- _Your goal_
Rewrite the zeolite spectroscopy text, starting at the words "S. P. ZHDANOV, A." and stopping after "December 28, 1962)", and change "THERMAL TREATMENT" to "HEAT TREATMENT".

----- Selected extract

PHYSICAL CHEMISTRY

S. P. ZHDANOV, A. V. KISELEV, V. I. LYGIN, T. I. TITOVA

CHANGE IN THE INFRARED SPECTRUM OF ZEOLITES X DURING THERMAL TREATMENT IN VACUUM

(Presented by Academician A. N. Frumkin, December 28, 1962)

The method of infrared spectroscopy has been used little in adsorption for zeolites (see the reviews ($^1$)). In ($^2$) it was established that NaA zeolite treated at 400° contains no adsorbed water molecules or hydroxyl groups, and the conclusion was drawn that during dehydration of zeolites NaX and NH$_4$X the formation of structural hydroxyl groups is possible. Infrared spectra have also been obtained for water ($^{2,3}$) and benzene ($^4$) adsorbed in the channels of a zeolite. In the present work we investigated changes in the spectrum of the sodium and ammonium forms of zeolites X during thermal treatment in vacuum. The initial zeolite crystals have the composition 1.02Na$_2$O·Al$_2$O$_3$·3SiO$_2$, and the ammonium form (0.68NH$_4$·0.32Na)$_2$O·Al$_2$O$_3$·3.06SiO$_2$. To eliminate scattering, zeolites, like silica gels ($^5$), were pressed under a pressure of 50 kg/mm$^2$ into tablets of $\sim$10 mg/cm$^2$. Heat treatment of the sample and recording of the spectrum were carried out in a vacuum cuvette analogous to that described in ($^6$). The spectra were recorded with a Zeiss UR-10 spectrometer.

----------
----- Rows

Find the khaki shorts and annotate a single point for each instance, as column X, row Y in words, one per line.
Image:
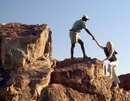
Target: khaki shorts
column 74, row 37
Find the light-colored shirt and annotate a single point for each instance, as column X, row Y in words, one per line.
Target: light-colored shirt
column 79, row 25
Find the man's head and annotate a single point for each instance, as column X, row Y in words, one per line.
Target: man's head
column 85, row 18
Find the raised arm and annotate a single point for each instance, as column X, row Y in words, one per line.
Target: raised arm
column 89, row 33
column 98, row 44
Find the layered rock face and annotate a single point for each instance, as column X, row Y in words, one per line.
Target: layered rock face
column 23, row 43
column 31, row 74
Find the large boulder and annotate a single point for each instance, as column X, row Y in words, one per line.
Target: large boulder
column 25, row 83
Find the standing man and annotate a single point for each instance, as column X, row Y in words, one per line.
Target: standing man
column 74, row 35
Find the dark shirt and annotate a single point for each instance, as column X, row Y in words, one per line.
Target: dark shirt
column 113, row 58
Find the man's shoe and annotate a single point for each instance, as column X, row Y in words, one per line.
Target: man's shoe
column 86, row 57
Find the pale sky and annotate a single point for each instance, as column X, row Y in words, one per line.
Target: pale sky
column 109, row 21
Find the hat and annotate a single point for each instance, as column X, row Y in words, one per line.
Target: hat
column 85, row 16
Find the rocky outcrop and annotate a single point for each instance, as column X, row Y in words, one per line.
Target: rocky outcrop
column 24, row 43
column 30, row 73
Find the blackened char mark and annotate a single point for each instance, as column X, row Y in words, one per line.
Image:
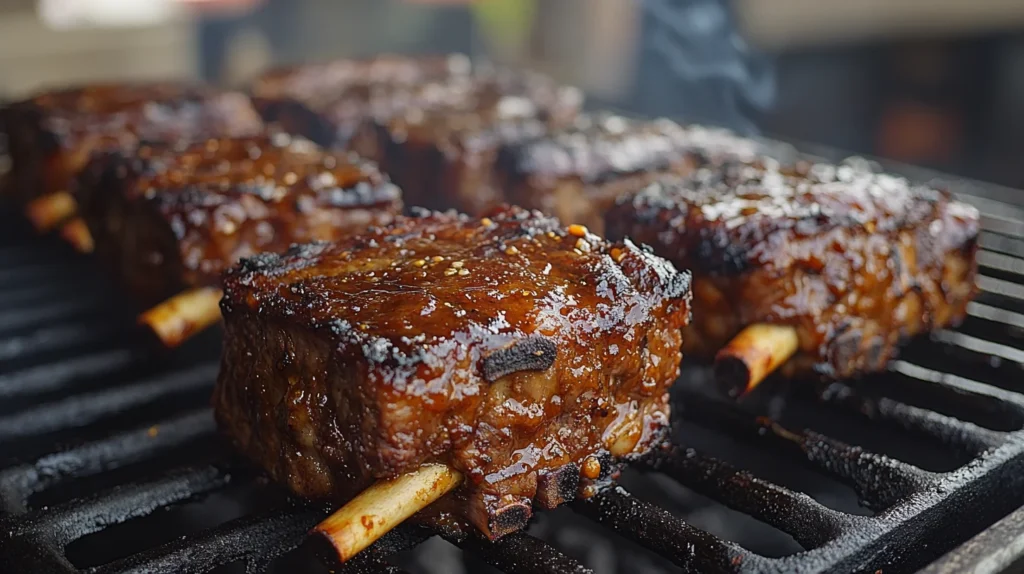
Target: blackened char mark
column 531, row 353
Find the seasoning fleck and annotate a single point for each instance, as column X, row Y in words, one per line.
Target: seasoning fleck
column 578, row 230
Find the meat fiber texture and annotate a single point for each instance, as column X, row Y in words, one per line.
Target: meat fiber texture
column 508, row 347
column 857, row 262
column 168, row 217
column 52, row 135
column 578, row 173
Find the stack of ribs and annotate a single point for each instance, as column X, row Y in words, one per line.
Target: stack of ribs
column 435, row 128
column 526, row 357
column 578, row 173
column 834, row 267
column 172, row 217
column 51, row 136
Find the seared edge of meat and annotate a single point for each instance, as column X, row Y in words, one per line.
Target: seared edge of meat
column 53, row 134
column 578, row 173
column 856, row 261
column 169, row 216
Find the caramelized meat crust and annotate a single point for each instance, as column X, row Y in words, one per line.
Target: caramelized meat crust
column 509, row 348
column 169, row 216
column 329, row 101
column 855, row 261
column 441, row 146
column 52, row 135
column 433, row 124
column 576, row 174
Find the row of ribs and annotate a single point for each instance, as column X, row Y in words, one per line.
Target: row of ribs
column 513, row 350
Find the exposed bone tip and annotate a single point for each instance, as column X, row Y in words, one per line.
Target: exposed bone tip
column 183, row 315
column 384, row 505
column 753, row 355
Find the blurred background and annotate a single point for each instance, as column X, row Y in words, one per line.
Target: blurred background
column 936, row 83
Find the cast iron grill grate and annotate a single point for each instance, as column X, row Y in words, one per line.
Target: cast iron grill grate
column 96, row 432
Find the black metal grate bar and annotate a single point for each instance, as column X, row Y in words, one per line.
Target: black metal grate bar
column 656, row 529
column 83, row 409
column 522, row 554
column 257, row 539
column 15, row 320
column 946, row 430
column 58, row 376
column 19, row 482
column 879, row 480
column 810, row 523
column 77, row 519
column 54, row 338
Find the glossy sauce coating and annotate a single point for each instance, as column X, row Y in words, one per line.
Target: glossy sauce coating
column 508, row 347
column 856, row 261
column 329, row 101
column 174, row 216
column 578, row 173
column 53, row 134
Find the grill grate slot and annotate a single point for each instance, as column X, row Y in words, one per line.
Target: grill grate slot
column 945, row 430
column 19, row 482
column 810, row 523
column 74, row 520
column 657, row 530
column 59, row 376
column 523, row 554
column 257, row 539
column 81, row 410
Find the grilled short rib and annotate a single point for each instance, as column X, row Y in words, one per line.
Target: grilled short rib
column 509, row 347
column 856, row 261
column 169, row 216
column 441, row 147
column 433, row 124
column 52, row 135
column 577, row 173
column 329, row 101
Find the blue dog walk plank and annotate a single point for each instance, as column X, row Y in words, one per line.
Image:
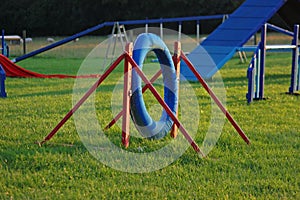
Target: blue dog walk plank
column 222, row 43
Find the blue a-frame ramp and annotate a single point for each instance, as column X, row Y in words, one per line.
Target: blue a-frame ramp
column 222, row 43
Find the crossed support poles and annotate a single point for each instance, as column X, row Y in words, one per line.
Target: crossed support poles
column 129, row 65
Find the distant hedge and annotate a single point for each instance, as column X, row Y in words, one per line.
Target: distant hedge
column 65, row 17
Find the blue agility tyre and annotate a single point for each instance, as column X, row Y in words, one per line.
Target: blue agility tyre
column 146, row 126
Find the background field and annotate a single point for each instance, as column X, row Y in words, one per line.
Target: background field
column 64, row 169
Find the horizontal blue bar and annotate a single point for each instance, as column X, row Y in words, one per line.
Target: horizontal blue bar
column 99, row 26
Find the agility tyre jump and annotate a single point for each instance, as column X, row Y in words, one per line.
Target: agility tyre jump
column 147, row 127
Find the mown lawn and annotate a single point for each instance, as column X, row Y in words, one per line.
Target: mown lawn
column 64, row 169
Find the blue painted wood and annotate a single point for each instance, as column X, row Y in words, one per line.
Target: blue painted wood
column 222, row 43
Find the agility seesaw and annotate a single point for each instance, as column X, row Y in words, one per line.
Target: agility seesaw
column 133, row 60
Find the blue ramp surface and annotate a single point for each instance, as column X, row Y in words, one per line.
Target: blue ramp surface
column 222, row 43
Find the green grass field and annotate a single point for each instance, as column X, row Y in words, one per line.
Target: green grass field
column 64, row 169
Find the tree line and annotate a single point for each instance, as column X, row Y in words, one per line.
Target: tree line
column 66, row 17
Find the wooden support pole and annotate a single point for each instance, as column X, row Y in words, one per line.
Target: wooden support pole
column 176, row 60
column 126, row 96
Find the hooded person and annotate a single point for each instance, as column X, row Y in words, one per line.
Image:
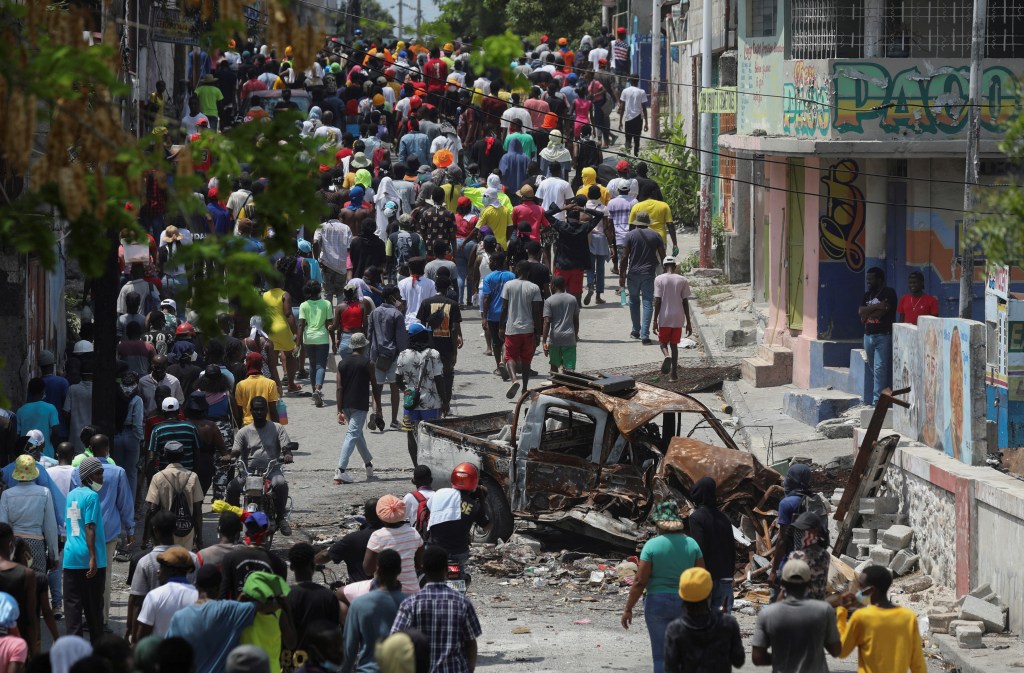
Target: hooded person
column 713, row 532
column 513, row 167
column 589, row 177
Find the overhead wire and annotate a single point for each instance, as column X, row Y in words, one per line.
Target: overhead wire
column 697, row 172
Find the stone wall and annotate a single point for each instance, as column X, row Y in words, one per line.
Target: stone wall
column 932, row 514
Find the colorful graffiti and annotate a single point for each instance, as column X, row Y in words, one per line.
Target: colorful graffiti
column 921, row 101
column 842, row 224
column 943, row 361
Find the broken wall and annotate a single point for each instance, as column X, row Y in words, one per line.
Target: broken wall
column 943, row 362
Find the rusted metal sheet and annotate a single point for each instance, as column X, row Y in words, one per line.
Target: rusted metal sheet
column 738, row 474
column 637, row 408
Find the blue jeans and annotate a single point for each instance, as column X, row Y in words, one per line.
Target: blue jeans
column 658, row 611
column 722, row 594
column 595, row 274
column 879, row 348
column 641, row 287
column 353, row 438
column 125, row 453
column 317, row 353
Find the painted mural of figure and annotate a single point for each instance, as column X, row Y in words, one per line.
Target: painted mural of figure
column 878, row 311
column 915, row 303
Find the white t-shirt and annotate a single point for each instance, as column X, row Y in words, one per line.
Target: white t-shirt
column 634, row 98
column 161, row 604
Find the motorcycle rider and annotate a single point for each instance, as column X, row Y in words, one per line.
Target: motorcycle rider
column 257, row 445
column 455, row 510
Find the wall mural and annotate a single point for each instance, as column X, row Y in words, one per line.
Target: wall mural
column 943, row 362
column 842, row 224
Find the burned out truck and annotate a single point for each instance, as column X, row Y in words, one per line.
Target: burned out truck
column 590, row 457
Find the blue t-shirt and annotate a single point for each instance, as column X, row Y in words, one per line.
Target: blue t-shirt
column 38, row 416
column 212, row 629
column 670, row 555
column 83, row 508
column 493, row 286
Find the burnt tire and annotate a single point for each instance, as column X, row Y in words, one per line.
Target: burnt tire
column 499, row 512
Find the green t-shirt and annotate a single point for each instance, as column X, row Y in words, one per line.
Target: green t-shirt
column 208, row 97
column 315, row 313
column 670, row 555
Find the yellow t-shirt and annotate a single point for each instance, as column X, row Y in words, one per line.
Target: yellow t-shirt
column 255, row 386
column 659, row 213
column 887, row 639
column 498, row 219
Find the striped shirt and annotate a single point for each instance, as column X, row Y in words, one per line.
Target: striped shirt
column 174, row 430
column 406, row 541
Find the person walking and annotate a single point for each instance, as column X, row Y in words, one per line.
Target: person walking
column 85, row 553
column 353, row 404
column 672, row 312
column 878, row 311
column 713, row 532
column 701, row 639
column 519, row 327
column 798, row 629
column 663, row 559
column 642, row 250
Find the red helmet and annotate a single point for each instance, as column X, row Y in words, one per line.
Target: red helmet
column 465, row 477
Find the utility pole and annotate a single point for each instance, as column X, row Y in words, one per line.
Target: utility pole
column 655, row 66
column 705, row 236
column 973, row 136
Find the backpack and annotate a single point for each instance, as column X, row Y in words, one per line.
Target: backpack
column 422, row 520
column 181, row 509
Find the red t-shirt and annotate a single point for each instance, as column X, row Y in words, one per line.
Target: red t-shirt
column 913, row 307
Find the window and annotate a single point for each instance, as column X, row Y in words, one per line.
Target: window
column 763, row 17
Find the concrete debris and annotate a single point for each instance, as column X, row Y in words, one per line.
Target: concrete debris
column 993, row 616
column 897, row 537
column 903, row 562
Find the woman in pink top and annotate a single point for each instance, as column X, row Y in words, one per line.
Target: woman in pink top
column 584, row 108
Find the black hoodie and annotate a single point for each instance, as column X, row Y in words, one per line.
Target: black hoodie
column 712, row 531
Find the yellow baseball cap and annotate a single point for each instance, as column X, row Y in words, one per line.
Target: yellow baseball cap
column 695, row 585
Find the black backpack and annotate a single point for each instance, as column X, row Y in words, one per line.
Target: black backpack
column 181, row 509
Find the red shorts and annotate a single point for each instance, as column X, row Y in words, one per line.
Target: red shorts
column 573, row 280
column 519, row 348
column 670, row 334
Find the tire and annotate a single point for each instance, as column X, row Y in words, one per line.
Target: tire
column 499, row 512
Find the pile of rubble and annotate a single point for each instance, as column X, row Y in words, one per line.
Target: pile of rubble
column 970, row 618
column 882, row 539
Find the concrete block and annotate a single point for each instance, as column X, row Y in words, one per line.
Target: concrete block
column 918, row 584
column 969, row 637
column 897, row 537
column 903, row 562
column 994, row 617
column 864, row 536
column 884, row 505
column 881, row 555
column 939, row 621
column 883, row 521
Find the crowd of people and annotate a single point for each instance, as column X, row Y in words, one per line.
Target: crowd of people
column 455, row 195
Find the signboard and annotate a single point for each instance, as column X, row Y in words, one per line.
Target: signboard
column 998, row 282
column 719, row 100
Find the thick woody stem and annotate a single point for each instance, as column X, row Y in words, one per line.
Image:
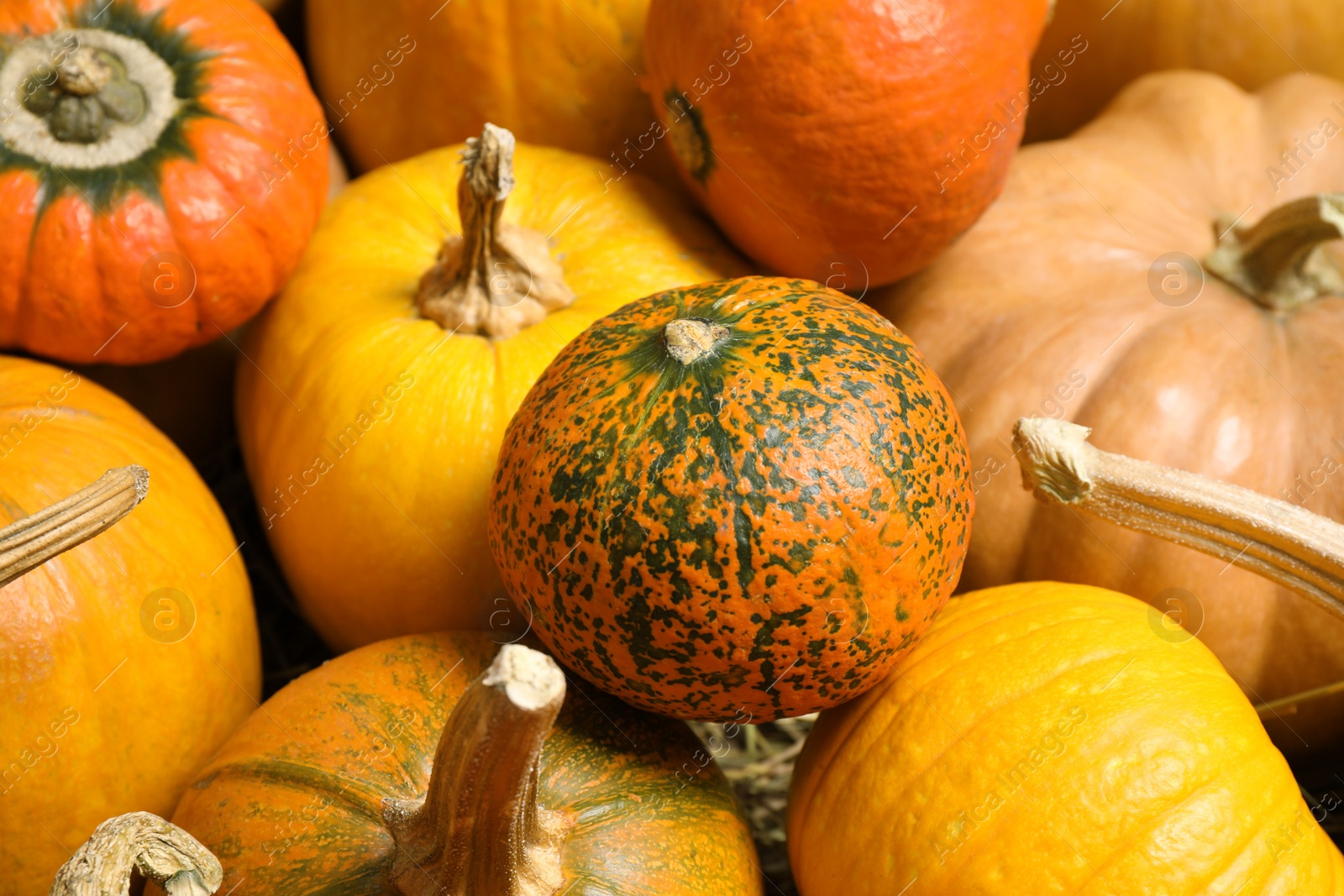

----------

- _Response for this exercise_
S. P. ZHDANOV, A. V. KISELEV, V. I. LYGIN, T. I. TITOVA

CHANGE IN THE INFRARED SPECTRUM OF ZEOLITES X DURING HEAT TREATMENT IN VACUUM

(Presented by Academician A. N. Frumkin, December 28, 1962)